**演習課題 1**
読解用抜粋のうち、「比較推奨との関係で言えば、乗」という語句を含むところから始め、「は極めて重要な取組みである。」の後で止めて、一字一句そのまま書き写しなさい。
**演習課題 2**
読解用抜粋で金澤は、乗合代理店の各保険会社間のポイント格差がどのような結果に繋がると述べているか、答えなさい。

**読解用抜粋**

+-------+

比較する際に、保険料以外に何があるのか?という問題もある。代協が以前から主張しているように、募集の実態としては、保険商品というよりも「代理店を選ぶ要素」が大きい。顧客は商品内容だけで選んでいるわけではない、ということを金融庁に理解を求めている。
錦野:ハ方式が無くなれば、法的には「あなたに任せた」は容認されない。商品内容、保険料の他に、損害サービス対応の良し悪し、についても比較項目として正当性がある。ただし、どのように客観性を持って説明するのかは課題だ。
代理店手数料ポイント制度について
金澤:金融庁による監督指針の改定に際し、「代理店手数料算出方法」の項目が新設されたことは、自分としてもある種の驚きを持って受け止めた。今思えば、昨年の有識者会議の報告書に取り上げてもらえたその内容が記載されている。当時、代協としての考え方を説明し、その認識を持ってもらえた事が形になったと考えている。即ち「なぜBMが最高の代手ポイントを獲得しているのか?」「顧客が求める募集品質はチャネルに関係はない。代手制度がチャネルによって異なっているのはいかがなものか?」「本来、代理店手数料ポイント制度は顧客本位の業務運営を推し進める内容であるべき」等のまっとうな声が金融庁や有識者の耳に届いた結果である。
比較推奨との関係で言えば、乗合代理店の各保険会社間のポイント格差は、比較推奨を歪める結果に繋がり、規模に関係なく品質だけでポイントが算出される制度構築を引き続き求めていきたい。
錦野:日本代協が金融庁に対して代協としての考え方を伝えていることは、全国の代協会員にとって極めて有益なことだ。行政に携わる人も、議論を行う有識者も基本的に募集現場の実態を正確に理解できている人はほとんどいない。それを伝えるのは日本代協の使命である。
代協会員の皆様は、自社の顧客のことを考えて意見を日本代協に伝えるべきだ。そして日本代協と力を合わせ、行政に伝えてもらいましょう。良い制度を作ってもらうためには極めて重要な取組みである。

+-------+

**データセット行**

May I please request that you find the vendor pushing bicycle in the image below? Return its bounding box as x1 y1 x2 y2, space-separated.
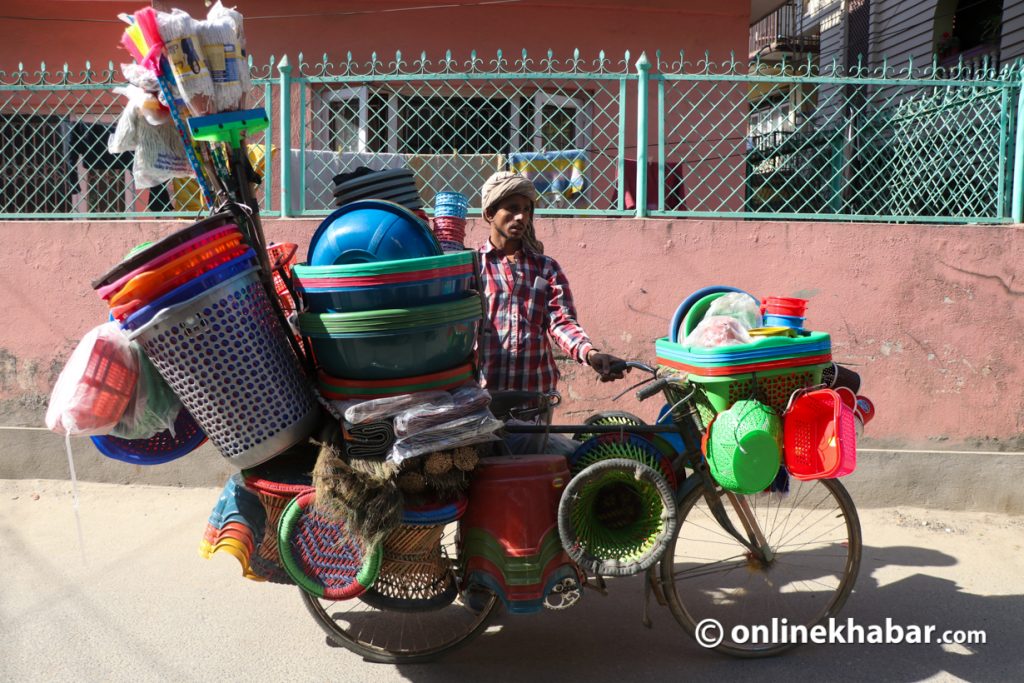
477 171 624 455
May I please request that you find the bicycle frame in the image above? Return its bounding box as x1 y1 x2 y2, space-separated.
505 361 773 563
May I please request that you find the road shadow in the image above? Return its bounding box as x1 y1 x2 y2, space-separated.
307 546 1024 683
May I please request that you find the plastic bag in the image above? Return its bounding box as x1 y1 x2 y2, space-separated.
198 0 251 112
111 342 181 439
705 292 762 330
345 391 452 425
46 323 138 435
108 85 195 189
388 409 505 463
684 315 754 348
394 385 490 436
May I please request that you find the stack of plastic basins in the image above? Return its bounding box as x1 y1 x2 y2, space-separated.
294 202 482 400
431 191 469 252
654 293 831 426
93 213 318 468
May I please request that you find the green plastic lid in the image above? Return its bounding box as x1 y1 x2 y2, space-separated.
707 400 782 494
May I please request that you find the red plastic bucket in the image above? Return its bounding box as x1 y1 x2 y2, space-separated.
761 297 807 317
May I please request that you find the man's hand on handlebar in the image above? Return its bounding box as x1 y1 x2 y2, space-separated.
587 350 630 382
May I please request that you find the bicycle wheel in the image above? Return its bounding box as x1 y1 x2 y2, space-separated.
302 523 499 664
662 479 861 657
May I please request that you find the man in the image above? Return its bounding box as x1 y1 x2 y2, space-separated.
478 172 623 453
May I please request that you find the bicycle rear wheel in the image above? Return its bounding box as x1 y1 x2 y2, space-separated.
660 479 861 657
302 523 499 664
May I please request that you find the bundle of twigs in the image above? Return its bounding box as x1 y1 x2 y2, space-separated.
313 420 404 544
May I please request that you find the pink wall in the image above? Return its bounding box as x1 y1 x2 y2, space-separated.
0 0 750 71
8 219 1024 450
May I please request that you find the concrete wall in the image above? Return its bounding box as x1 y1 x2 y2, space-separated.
0 219 1024 512
0 0 751 70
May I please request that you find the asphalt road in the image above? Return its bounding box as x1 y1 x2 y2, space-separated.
0 480 1024 683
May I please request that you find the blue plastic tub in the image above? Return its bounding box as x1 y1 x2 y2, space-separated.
308 315 480 380
302 272 473 313
306 200 441 265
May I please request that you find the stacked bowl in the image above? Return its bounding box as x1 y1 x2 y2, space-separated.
432 191 469 252
294 200 482 399
93 213 319 468
334 167 423 211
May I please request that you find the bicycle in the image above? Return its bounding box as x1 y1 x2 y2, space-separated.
303 361 861 664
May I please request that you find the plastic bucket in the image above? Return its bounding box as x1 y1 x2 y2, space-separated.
764 313 805 330
761 297 807 317
129 271 319 468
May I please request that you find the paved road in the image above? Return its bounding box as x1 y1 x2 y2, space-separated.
0 480 1024 683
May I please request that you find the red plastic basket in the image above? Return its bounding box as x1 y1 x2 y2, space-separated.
782 389 857 479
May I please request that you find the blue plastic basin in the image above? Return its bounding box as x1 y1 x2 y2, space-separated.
302 272 473 313
309 316 479 380
306 200 441 265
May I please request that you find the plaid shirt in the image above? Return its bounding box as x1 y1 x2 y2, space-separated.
477 240 594 391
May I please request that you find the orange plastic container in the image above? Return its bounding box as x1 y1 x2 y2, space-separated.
108 233 242 308
782 389 857 479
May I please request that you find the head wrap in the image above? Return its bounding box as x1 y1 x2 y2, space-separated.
480 171 544 254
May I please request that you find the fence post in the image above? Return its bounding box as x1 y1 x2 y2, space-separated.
278 54 292 218
1010 70 1024 223
636 52 650 218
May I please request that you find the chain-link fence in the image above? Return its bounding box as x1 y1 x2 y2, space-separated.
0 52 1024 222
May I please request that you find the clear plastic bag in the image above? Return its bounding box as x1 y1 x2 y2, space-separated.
705 292 762 330
684 315 754 348
394 385 490 437
46 323 138 435
388 409 505 463
345 391 452 425
111 342 181 439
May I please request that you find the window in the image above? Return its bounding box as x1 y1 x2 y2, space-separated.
314 86 590 155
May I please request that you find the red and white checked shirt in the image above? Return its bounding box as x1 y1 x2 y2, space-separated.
477 240 594 391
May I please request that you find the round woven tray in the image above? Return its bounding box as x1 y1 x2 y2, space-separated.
278 488 382 600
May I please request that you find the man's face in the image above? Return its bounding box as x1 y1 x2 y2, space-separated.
488 195 534 240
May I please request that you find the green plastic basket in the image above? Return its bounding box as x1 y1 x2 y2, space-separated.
705 399 782 494
662 362 831 426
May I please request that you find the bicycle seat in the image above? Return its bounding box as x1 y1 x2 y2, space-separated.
490 390 561 420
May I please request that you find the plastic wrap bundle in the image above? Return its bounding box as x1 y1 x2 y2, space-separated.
344 391 452 425
388 409 504 463
108 83 194 189
394 386 490 437
197 1 251 112
157 8 215 116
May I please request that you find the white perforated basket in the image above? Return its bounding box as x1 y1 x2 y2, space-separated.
130 270 319 468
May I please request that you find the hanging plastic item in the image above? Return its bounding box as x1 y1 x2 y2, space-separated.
46 323 138 435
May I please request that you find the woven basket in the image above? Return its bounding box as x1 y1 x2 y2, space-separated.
360 524 459 611
278 488 382 600
245 474 310 584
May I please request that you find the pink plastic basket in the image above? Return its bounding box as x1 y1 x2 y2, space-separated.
782 389 857 479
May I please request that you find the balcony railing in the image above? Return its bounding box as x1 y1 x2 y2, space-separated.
750 1 820 58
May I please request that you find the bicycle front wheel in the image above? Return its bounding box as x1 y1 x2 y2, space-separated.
302 522 499 664
662 479 861 657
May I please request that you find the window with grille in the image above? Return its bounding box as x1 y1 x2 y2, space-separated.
321 86 589 155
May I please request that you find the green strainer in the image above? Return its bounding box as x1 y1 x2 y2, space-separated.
705 399 782 494
558 459 678 577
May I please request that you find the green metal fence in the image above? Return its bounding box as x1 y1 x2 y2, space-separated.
0 51 1024 223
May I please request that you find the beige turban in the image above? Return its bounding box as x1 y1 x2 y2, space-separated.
480 171 544 254
480 171 537 209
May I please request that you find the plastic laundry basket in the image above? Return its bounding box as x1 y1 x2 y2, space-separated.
130 270 319 468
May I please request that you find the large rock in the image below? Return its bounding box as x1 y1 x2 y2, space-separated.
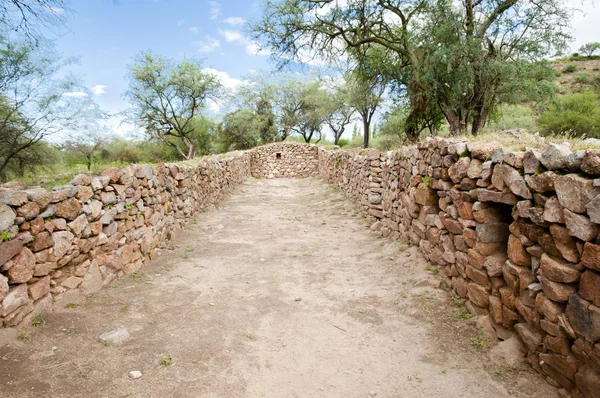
448 157 471 184
0 188 28 207
575 364 600 398
550 224 580 263
69 174 92 186
415 186 439 206
0 239 23 268
476 223 509 243
56 198 82 221
8 247 35 283
581 149 600 175
554 174 600 213
507 234 531 267
565 294 600 343
52 231 75 261
0 203 17 232
579 270 600 307
581 242 600 271
79 261 102 295
477 188 517 205
2 284 29 316
540 276 577 303
525 171 557 193
564 209 600 241
540 144 571 170
585 195 600 224
503 166 533 199
540 253 581 283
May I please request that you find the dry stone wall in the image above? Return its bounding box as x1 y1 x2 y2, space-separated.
319 139 600 397
0 153 250 327
249 142 318 178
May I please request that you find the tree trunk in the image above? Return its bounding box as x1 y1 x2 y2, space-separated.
363 116 371 148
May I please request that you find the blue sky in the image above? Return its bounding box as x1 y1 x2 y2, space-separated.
55 0 600 135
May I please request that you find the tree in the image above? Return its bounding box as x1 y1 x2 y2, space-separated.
0 36 101 178
345 70 385 148
291 81 327 143
252 0 569 135
579 41 600 57
323 84 355 145
237 74 279 143
126 52 221 159
539 90 600 138
218 109 260 151
63 131 108 170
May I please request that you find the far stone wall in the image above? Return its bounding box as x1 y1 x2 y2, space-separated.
249 142 319 178
0 152 250 327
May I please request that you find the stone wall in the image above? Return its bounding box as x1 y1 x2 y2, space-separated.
0 153 250 327
319 139 600 397
249 142 318 178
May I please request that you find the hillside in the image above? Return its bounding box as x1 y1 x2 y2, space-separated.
550 58 600 94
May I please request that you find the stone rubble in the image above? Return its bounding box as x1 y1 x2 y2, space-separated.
0 137 600 397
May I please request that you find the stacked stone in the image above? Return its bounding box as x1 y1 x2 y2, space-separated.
319 149 386 220
0 154 250 327
249 142 319 178
320 138 600 397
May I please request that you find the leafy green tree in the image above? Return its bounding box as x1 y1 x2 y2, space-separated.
579 41 600 57
539 90 600 138
126 52 221 159
237 74 279 143
345 69 386 148
0 36 102 178
322 84 355 145
218 109 260 151
253 0 569 135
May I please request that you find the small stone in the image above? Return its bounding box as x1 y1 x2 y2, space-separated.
100 326 131 345
554 174 600 213
540 144 571 170
129 370 142 380
0 203 17 232
564 209 600 242
581 150 600 175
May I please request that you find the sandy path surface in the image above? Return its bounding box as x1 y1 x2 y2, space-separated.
0 179 555 397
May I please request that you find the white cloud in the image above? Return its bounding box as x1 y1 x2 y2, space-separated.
46 6 65 16
219 29 246 43
62 91 88 98
208 1 221 19
566 0 600 51
92 84 106 96
202 68 244 90
219 29 269 55
192 36 221 53
223 17 246 26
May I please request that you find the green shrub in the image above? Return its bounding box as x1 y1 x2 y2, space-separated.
539 90 600 138
562 64 577 73
338 138 350 148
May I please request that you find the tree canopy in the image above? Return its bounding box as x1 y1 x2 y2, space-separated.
126 52 221 159
252 0 569 135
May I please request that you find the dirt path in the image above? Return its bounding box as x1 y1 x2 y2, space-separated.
0 180 555 397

+-------+

**記述解答 1**
比較推奨との関係で言えば、乗合代理店の各保険会社間のポイント格差は、比較推奨を歪める結果に繋がり、規模に関係なく品質だけでポイントが算出される制度構築を引き続き求めていきたい。
錦野:日本代協が金融庁に対して代協としての考え方を伝えていることは、全国の代協会員にとって極めて有益なことだ。行政に携わる人も、議論を行う有識者も基本的に募集現場の実態を正確に理解できている人はほとんどいない。それを伝えるのは日本代協の使命である。
代協会員の皆様は、自社の顧客のことを考えて意見を日本代協に伝えるべきだ。そして日本代協と力を合わせ、行政に伝えてもらいましょう。良い制度を作ってもらうためには極めて重要な取組みである。

**記述解答 2**
比較推奨を歪める結果に繋がると述べている。